◆ Dokumenttext:
※

DORIS SENN

TRÜMPI (IWAN SCHUMACHER)

SELECTION CINEMA

Ein kleines metallenes Rund, das sich auf zwei Schenkel hin öffnet, in der Mitte ein dünnes, vibrierendes Plättchen: Dieses unscheinbare, kaum handgrosse Instrument - Maultrommel und auf gut Schweizerisch Trümpi genannt - bringt geradezu sphärische Klänge hervor. Es wird zwischen die Lippen geklemmt und mit den Fingern in Schwingung versetzt, wobei der Mund als Resonanzraum dient. Es ist Ton und Rhythmus, Melodie und Perkussion in einem.

※

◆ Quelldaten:

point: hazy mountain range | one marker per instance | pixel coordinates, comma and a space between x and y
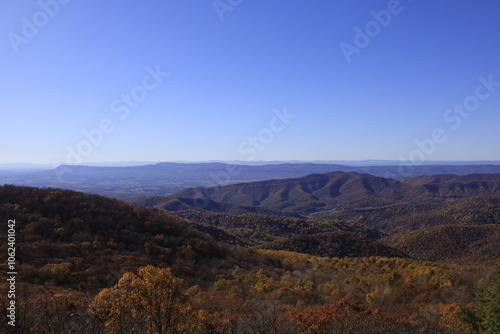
167, 178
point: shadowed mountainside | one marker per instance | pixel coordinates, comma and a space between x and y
331, 191
334, 244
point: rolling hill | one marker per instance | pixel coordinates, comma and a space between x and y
253, 229
457, 243
320, 193
334, 244
400, 218
166, 178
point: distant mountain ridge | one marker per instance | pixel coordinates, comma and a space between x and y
167, 178
331, 191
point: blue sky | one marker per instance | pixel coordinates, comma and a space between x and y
67, 68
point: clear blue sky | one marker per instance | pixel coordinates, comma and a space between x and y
227, 79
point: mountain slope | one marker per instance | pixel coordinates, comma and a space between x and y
399, 218
166, 178
316, 192
459, 243
334, 244
256, 229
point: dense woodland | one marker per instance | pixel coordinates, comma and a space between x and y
90, 264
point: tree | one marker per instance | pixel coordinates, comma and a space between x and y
149, 302
485, 316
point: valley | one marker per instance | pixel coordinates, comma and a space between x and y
339, 249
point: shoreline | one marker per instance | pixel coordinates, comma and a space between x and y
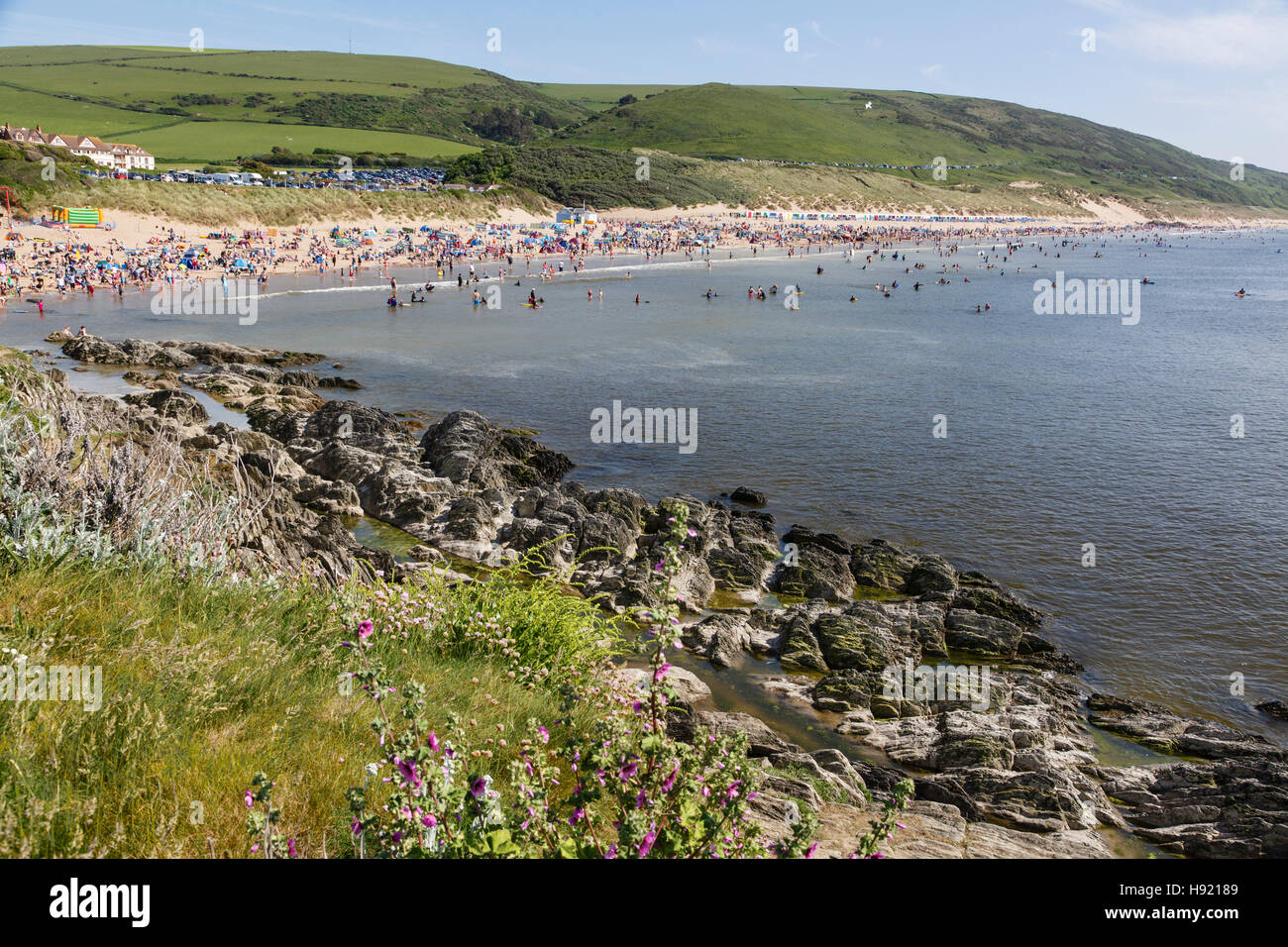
101, 258
462, 500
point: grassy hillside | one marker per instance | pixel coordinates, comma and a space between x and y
211, 205
903, 128
166, 99
222, 105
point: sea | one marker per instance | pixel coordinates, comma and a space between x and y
1125, 471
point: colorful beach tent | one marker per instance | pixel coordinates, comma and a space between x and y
78, 217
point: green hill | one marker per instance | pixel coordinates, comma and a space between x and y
771, 145
1005, 142
220, 105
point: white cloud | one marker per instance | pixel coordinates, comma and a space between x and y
1250, 38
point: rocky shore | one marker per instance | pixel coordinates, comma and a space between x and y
1010, 771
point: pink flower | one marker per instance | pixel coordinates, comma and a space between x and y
647, 845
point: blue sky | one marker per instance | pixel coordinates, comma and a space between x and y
1209, 76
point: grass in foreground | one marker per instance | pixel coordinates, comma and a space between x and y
201, 686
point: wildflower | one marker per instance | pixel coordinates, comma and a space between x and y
649, 838
408, 771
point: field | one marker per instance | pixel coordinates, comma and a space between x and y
209, 141
780, 146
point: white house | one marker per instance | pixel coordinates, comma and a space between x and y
580, 217
119, 158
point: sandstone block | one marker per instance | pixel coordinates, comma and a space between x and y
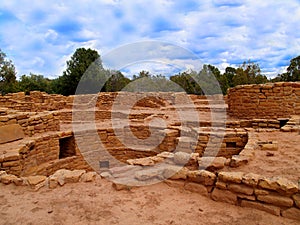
11, 132
270, 147
221, 185
292, 213
175, 172
296, 198
34, 180
239, 188
52, 182
19, 181
234, 177
287, 186
276, 200
251, 179
214, 162
181, 158
260, 192
197, 188
224, 196
88, 177
237, 161
202, 176
268, 183
147, 174
73, 176
7, 178
174, 183
260, 206
120, 187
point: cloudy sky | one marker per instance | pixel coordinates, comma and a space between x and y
40, 36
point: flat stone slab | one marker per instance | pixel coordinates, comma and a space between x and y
11, 132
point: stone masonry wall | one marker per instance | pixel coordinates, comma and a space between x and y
272, 100
32, 123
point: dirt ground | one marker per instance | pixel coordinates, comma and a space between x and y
98, 203
284, 162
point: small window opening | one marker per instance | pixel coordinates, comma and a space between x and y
67, 147
283, 122
230, 144
104, 164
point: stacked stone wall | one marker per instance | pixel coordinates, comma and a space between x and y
272, 100
32, 123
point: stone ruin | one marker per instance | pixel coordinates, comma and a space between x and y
48, 140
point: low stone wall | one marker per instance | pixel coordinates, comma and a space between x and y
34, 102
275, 195
40, 156
272, 100
32, 123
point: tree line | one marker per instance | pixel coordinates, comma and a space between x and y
96, 78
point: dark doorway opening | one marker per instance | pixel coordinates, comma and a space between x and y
283, 122
104, 164
230, 144
67, 147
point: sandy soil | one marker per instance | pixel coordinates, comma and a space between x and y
285, 162
99, 203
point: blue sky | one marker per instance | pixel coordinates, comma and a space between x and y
40, 36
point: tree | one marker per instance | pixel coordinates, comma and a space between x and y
293, 71
248, 73
77, 66
34, 82
7, 75
116, 82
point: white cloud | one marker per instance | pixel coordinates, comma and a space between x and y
234, 31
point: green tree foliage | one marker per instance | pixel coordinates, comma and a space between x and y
293, 71
248, 73
146, 82
187, 82
116, 82
7, 75
34, 82
77, 66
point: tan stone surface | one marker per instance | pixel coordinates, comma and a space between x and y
10, 133
296, 198
234, 177
276, 200
260, 206
202, 176
197, 188
292, 213
224, 196
238, 188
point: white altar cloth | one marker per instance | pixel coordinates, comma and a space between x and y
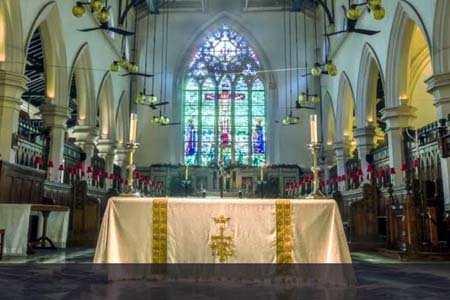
260, 231
15, 219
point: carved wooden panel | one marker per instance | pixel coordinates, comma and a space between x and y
19, 184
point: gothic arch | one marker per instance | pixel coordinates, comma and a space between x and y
345, 106
11, 37
121, 120
397, 77
82, 69
105, 104
441, 38
208, 28
329, 120
366, 90
49, 22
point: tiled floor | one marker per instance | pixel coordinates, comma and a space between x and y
70, 275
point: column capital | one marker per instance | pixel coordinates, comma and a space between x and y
85, 134
364, 132
106, 147
341, 148
121, 155
398, 117
438, 81
439, 86
55, 116
12, 86
364, 137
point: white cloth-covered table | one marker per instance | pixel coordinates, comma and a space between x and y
147, 230
15, 219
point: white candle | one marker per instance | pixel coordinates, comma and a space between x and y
133, 127
313, 124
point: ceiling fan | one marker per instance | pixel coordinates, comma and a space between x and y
163, 121
103, 17
352, 16
289, 120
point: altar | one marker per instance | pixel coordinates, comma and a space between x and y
198, 231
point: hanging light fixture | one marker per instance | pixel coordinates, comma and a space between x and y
378, 12
373, 3
304, 98
96, 6
289, 119
353, 12
331, 68
115, 66
103, 15
78, 10
316, 71
373, 6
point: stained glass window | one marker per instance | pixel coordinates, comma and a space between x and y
224, 103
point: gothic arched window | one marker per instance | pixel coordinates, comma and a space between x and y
224, 103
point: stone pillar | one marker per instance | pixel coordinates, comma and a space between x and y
439, 86
121, 158
55, 117
365, 143
341, 150
397, 119
86, 138
106, 150
12, 86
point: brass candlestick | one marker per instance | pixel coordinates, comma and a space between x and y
130, 191
316, 193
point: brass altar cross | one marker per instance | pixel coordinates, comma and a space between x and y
221, 244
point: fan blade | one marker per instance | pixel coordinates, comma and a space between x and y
142, 74
336, 33
306, 107
89, 29
154, 106
119, 31
136, 74
366, 32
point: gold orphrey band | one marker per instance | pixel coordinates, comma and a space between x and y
284, 232
159, 246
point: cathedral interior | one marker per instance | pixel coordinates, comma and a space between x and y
190, 104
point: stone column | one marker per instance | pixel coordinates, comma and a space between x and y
397, 119
106, 150
55, 117
341, 150
12, 86
365, 143
121, 158
86, 138
439, 86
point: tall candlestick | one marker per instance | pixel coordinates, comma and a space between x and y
313, 124
133, 127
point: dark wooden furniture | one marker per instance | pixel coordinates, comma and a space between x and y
24, 185
46, 209
2, 242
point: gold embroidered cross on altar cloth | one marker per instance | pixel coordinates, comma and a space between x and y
159, 238
221, 245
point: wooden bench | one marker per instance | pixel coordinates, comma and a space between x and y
2, 242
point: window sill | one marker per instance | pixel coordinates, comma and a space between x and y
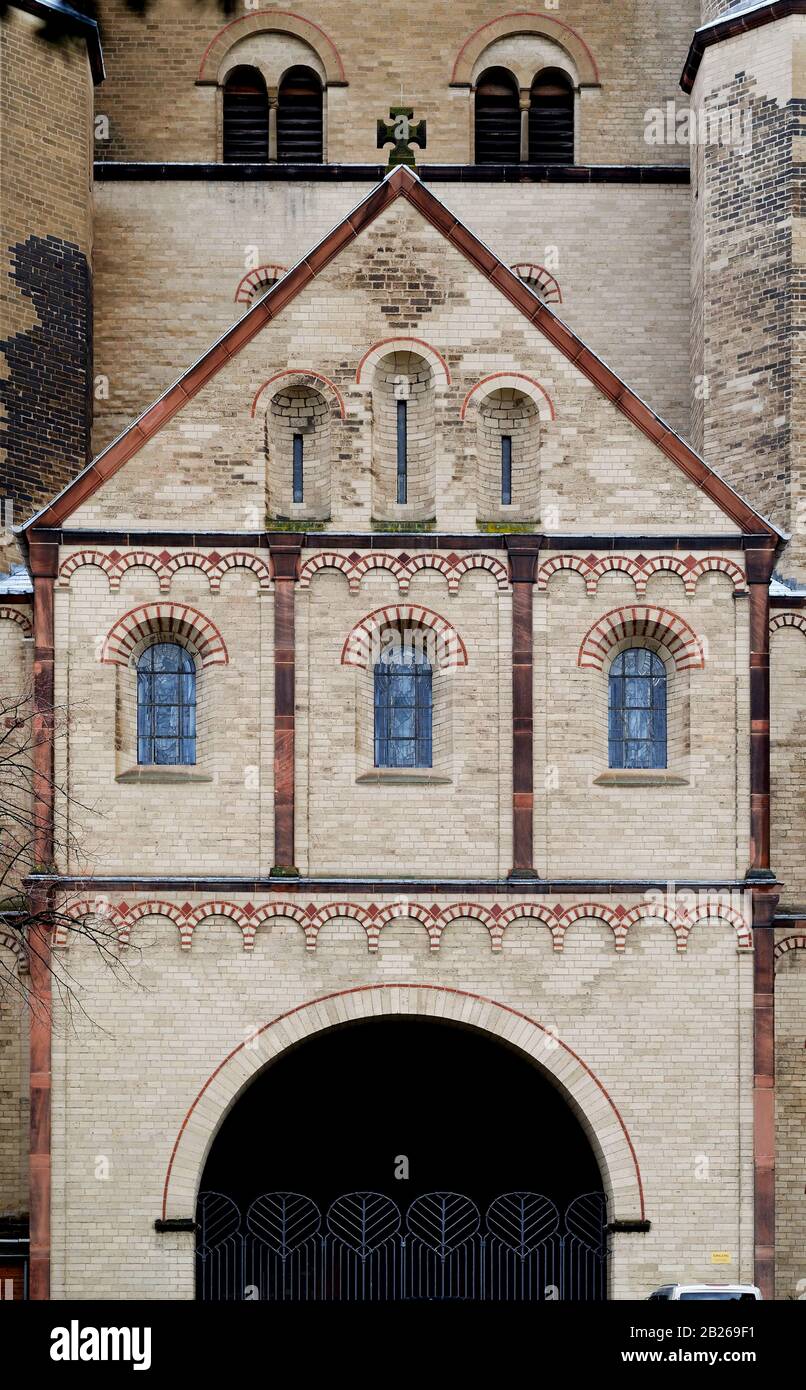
400, 776
639, 777
163, 773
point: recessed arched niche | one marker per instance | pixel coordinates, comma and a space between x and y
403, 438
299, 445
507, 428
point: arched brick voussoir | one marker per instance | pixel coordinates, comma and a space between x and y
223, 565
271, 911
578, 1084
341, 909
402, 911
596, 912
794, 943
11, 943
549, 918
783, 620
82, 559
417, 346
273, 21
524, 21
217, 908
129, 915
359, 642
303, 377
97, 909
541, 280
474, 912
510, 381
724, 915
168, 620
577, 563
659, 912
261, 275
648, 622
716, 565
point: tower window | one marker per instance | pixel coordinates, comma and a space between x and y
166, 705
298, 467
498, 118
637, 709
552, 118
403, 708
245, 117
402, 451
506, 470
299, 118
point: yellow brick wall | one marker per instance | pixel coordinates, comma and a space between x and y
157, 111
163, 293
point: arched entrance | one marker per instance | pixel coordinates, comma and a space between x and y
403, 1157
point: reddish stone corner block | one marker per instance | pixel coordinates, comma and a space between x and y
285, 552
524, 551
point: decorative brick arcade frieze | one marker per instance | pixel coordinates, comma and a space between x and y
641, 567
403, 566
166, 566
434, 918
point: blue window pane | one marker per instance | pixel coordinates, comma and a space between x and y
403, 709
637, 709
166, 705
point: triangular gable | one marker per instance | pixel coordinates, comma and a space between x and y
402, 182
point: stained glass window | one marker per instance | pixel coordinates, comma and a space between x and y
637, 709
166, 705
403, 709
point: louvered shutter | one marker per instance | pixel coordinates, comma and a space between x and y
498, 118
552, 118
299, 118
245, 118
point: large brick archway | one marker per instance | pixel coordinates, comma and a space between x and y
582, 1090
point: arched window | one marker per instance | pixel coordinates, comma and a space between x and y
403, 706
166, 705
552, 118
245, 117
637, 709
299, 118
498, 118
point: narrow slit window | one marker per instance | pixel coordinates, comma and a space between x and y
298, 469
402, 451
506, 470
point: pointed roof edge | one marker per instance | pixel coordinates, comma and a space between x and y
400, 182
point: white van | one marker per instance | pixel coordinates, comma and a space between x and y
724, 1293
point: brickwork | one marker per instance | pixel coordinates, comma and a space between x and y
330, 327
791, 1115
45, 260
569, 993
163, 293
788, 754
153, 66
748, 413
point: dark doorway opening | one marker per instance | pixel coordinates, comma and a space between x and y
489, 1150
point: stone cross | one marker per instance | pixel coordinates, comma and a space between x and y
400, 131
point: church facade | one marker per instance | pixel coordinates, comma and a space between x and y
425, 637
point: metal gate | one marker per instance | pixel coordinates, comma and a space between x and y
366, 1248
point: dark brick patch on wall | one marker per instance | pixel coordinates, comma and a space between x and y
47, 389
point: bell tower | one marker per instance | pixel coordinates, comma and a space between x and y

※

◆ Aufgaben:
[A] Was dient beim Spielen laut dem Text zur Maultrommel als Resonanzraum?
[B] Führe den Text zur Maultrommel nach seinem letzten Satz weiter.
Die Daten spielen hierfür keine Rolle.

◆ Lösungen:
[A] Der Mund.

[B]
Anton Bruhin stammt aus Schwyz, ist freischaffender Künstler und ein Meister im Maultrommelspiel. Ihm und dem weltumspan­nenden Sound des bei uns seit dem Mittelalter belegten Instruments widmet Iwan Schuma­cher sein impressionistisch angelegtes Film­dokument. «Trümpi travels to Stoos, Switzer­land, Sakha-Yakutia, Siberia, Tokyo, Japan», heisst es im Vorspann prosaisch - als einziger «Kommentar» im ganzen Film. Wir sehen Bru­hin, wie er in seiner Werkstatt mit Hammer, Schraubstock und an der Drehbank hantiert und unter sprühenden Funken ein Trümpi fertig stellt. Im Zug gehts Richtung Inner­schweiz zu einer lüpfigen «Stubete» auf dem Stoos. Unter die Bilder der begeisterten Gäste im schmucken Bergrestaurant mischen sich die spannungsvollen Gesichter von Menschen mit mongolischen Zügen: Aufnahmen aus Sibirien, wo man das Instrument ebenfalls kennt und wo es zurzeit ein richtiggehendes Revival erfährt.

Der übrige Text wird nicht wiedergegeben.